▶ **Description of the task**
Copy out the records below, changing "Trace the outline" to "Draw the boundary" everywhere it occurs and leaving all other text as it is.

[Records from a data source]
┄┄┄┄┄┄┄┄┄┄
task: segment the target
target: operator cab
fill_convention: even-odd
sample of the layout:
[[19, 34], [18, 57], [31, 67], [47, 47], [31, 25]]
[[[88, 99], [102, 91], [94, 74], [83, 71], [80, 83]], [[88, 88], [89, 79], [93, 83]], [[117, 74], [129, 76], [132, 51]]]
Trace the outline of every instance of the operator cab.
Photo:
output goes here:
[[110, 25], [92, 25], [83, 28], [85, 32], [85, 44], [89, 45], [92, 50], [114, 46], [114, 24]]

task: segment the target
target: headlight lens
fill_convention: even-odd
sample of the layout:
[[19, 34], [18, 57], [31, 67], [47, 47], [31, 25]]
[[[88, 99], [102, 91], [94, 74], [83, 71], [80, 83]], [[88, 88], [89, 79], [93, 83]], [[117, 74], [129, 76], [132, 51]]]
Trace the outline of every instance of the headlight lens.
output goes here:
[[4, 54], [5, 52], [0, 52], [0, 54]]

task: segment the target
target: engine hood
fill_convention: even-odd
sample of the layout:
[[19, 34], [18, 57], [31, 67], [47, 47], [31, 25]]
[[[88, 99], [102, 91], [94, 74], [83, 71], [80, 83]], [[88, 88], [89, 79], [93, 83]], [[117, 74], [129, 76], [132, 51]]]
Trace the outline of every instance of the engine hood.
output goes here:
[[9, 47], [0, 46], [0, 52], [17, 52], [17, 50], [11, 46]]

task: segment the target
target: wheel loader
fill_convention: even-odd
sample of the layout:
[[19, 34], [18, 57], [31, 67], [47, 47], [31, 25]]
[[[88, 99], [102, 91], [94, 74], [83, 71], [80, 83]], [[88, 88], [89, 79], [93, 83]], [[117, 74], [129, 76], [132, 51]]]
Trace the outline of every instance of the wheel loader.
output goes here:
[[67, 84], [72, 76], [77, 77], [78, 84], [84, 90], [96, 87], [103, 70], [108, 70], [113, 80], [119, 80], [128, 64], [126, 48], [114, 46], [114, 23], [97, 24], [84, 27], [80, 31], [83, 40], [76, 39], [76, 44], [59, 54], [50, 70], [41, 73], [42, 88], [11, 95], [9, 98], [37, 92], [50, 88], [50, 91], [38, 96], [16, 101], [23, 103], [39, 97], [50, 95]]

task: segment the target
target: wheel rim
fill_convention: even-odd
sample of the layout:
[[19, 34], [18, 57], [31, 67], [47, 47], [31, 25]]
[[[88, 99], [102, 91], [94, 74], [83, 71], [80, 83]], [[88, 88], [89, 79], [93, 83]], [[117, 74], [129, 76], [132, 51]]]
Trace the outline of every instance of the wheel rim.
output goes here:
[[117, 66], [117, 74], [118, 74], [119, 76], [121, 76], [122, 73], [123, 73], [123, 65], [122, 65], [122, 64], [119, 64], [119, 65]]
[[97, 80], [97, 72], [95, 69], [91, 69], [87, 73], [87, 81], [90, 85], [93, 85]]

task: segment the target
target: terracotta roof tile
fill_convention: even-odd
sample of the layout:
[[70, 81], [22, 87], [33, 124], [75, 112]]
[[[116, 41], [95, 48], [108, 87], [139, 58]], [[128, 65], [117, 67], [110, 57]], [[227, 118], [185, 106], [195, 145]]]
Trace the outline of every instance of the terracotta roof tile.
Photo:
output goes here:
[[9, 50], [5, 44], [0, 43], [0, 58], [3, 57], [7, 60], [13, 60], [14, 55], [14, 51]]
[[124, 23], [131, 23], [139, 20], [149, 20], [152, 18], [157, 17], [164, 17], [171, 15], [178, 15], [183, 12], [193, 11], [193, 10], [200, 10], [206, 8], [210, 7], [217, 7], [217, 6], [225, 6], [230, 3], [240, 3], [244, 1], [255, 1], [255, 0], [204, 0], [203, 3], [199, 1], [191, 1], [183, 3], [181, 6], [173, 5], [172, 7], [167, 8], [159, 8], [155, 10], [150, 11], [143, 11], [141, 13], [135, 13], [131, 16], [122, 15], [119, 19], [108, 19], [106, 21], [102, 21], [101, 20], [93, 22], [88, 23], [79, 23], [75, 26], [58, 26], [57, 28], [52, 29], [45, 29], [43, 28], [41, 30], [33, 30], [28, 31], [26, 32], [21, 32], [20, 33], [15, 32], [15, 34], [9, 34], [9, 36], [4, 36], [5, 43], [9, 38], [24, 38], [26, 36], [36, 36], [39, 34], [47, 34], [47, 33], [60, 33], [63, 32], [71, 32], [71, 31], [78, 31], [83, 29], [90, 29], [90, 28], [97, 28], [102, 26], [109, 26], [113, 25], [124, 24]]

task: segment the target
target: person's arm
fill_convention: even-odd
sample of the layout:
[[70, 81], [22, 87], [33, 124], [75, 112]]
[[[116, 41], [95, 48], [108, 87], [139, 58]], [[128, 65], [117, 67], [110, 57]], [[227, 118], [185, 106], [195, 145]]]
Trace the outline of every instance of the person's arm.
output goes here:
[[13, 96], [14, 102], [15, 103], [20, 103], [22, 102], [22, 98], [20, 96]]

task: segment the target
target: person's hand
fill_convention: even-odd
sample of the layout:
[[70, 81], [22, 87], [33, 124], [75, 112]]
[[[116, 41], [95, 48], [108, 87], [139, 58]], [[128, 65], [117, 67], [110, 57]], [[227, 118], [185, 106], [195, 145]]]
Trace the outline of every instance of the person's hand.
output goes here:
┄┄┄┄┄┄┄┄┄┄
▶ **Result**
task: segment the target
target: operator cab
fill_convention: even-odd
sample of the layout:
[[19, 34], [18, 57], [31, 67], [47, 47], [31, 25]]
[[[88, 99], [102, 91], [94, 74], [83, 71], [80, 83]], [[88, 88], [89, 79], [93, 83]], [[117, 74], [129, 76], [132, 51]]]
Draw the boundary of every instance of the operator cab.
Photo:
output goes here:
[[110, 25], [92, 25], [83, 28], [85, 32], [85, 44], [89, 45], [92, 50], [114, 46], [114, 24]]

task: segment the target
target: headlight lens
fill_convention: even-odd
sample of the layout:
[[19, 34], [18, 57], [31, 67], [47, 47], [31, 25]]
[[[88, 99], [102, 91], [94, 74], [83, 71], [80, 83]], [[88, 88], [89, 79], [93, 83]], [[117, 74], [129, 76], [132, 51]]]
Draw the boundary of every instance of the headlight lens.
output goes here:
[[4, 54], [5, 52], [0, 52], [0, 54]]

task: segment the target
target: engine hood
fill_convention: even-odd
sample of the layout:
[[19, 34], [18, 57], [31, 67], [47, 47], [31, 25]]
[[[88, 99], [102, 91], [94, 74], [83, 71], [80, 83]], [[88, 88], [89, 79], [93, 83]], [[117, 74], [129, 76], [132, 51]]]
Draw the boundary of every instance of the engine hood.
output goes here:
[[9, 47], [0, 46], [0, 52], [17, 52], [17, 50], [11, 46]]

task: segment the target
target: wheel loader
fill_convention: even-odd
sample of the layout:
[[19, 34], [18, 57], [31, 67], [47, 47], [31, 25]]
[[[88, 99], [102, 91], [94, 74], [83, 71], [80, 83]], [[88, 88], [89, 79], [93, 83]], [[117, 74], [129, 76], [132, 51]]]
Draw the boundary of every instance of the wheel loader.
output goes here:
[[67, 84], [72, 76], [77, 77], [78, 84], [84, 90], [96, 87], [103, 70], [108, 70], [113, 80], [119, 80], [128, 64], [126, 48], [114, 46], [114, 23], [97, 24], [84, 27], [80, 31], [83, 40], [76, 39], [76, 44], [59, 54], [50, 70], [41, 73], [42, 88], [11, 95], [9, 98], [37, 92], [50, 88], [50, 91], [38, 96], [16, 101], [23, 103], [39, 97], [50, 95]]

task: segment the target
target: wheel rim
fill_convention: even-odd
sample of the layout:
[[19, 34], [18, 57], [31, 67], [47, 47], [31, 25]]
[[[88, 99], [102, 91], [94, 74], [83, 71], [80, 83]], [[88, 88], [89, 79], [93, 83]], [[117, 74], [129, 76], [132, 51]]]
Draw the boundary of every instance of the wheel rim.
output goes here:
[[117, 66], [117, 74], [118, 74], [119, 76], [121, 76], [122, 73], [123, 73], [123, 65], [122, 65], [122, 64], [119, 64], [119, 65]]
[[97, 80], [97, 72], [95, 69], [91, 69], [87, 73], [87, 81], [90, 85], [93, 85]]

task: segment the target
target: terracotta roof tile
fill_convention: even-odd
sample of the layout:
[[70, 81], [22, 87], [33, 124], [75, 112]]
[[[116, 41], [95, 48], [108, 87], [139, 58]], [[128, 65], [117, 67], [110, 57]], [[227, 118], [185, 106], [195, 145]]]
Draw the boundary of every instance of the terracotta roof tile.
Photo:
output goes here:
[[9, 50], [5, 44], [0, 43], [0, 58], [3, 57], [7, 60], [13, 60], [14, 55], [14, 51]]
[[124, 23], [131, 23], [139, 20], [149, 20], [152, 18], [157, 17], [164, 17], [171, 15], [178, 15], [183, 12], [193, 11], [193, 10], [200, 10], [206, 8], [210, 7], [217, 7], [217, 6], [225, 6], [230, 3], [240, 3], [244, 1], [255, 1], [255, 0], [204, 0], [203, 3], [199, 1], [191, 1], [183, 3], [181, 6], [173, 5], [172, 7], [167, 8], [159, 8], [155, 10], [150, 11], [143, 11], [141, 13], [135, 13], [131, 16], [122, 15], [119, 19], [108, 19], [106, 21], [102, 21], [101, 20], [93, 22], [88, 23], [79, 23], [75, 26], [58, 26], [57, 28], [52, 29], [45, 29], [43, 28], [41, 30], [33, 30], [28, 31], [26, 32], [21, 32], [20, 33], [15, 32], [15, 34], [9, 34], [9, 36], [4, 36], [5, 43], [9, 38], [24, 38], [26, 36], [36, 36], [39, 34], [47, 34], [47, 33], [60, 33], [63, 32], [71, 32], [71, 31], [78, 31], [83, 29], [90, 29], [90, 28], [97, 28], [102, 26], [109, 26], [113, 25], [124, 24]]

task: segment the target
target: person's arm
fill_convention: even-odd
sample of the layout:
[[70, 81], [22, 87], [33, 124], [75, 112]]
[[[116, 41], [95, 48], [108, 87], [139, 58]], [[128, 65], [117, 67], [110, 57]], [[227, 118], [185, 106], [195, 145]]]
Draw the boundary of every instance of the person's arm.
output goes here:
[[13, 96], [14, 102], [15, 103], [20, 103], [22, 102], [22, 98], [20, 96]]

task: segment the target
target: person's hand
fill_convention: even-odd
sample of the layout:
[[70, 81], [22, 87], [33, 124], [75, 112]]
[[[116, 41], [95, 48], [108, 87], [139, 58]], [[128, 65], [117, 67], [110, 57]], [[227, 118], [185, 106], [195, 145]]]
Draw the boundary of every instance of the person's hand.
output goes here:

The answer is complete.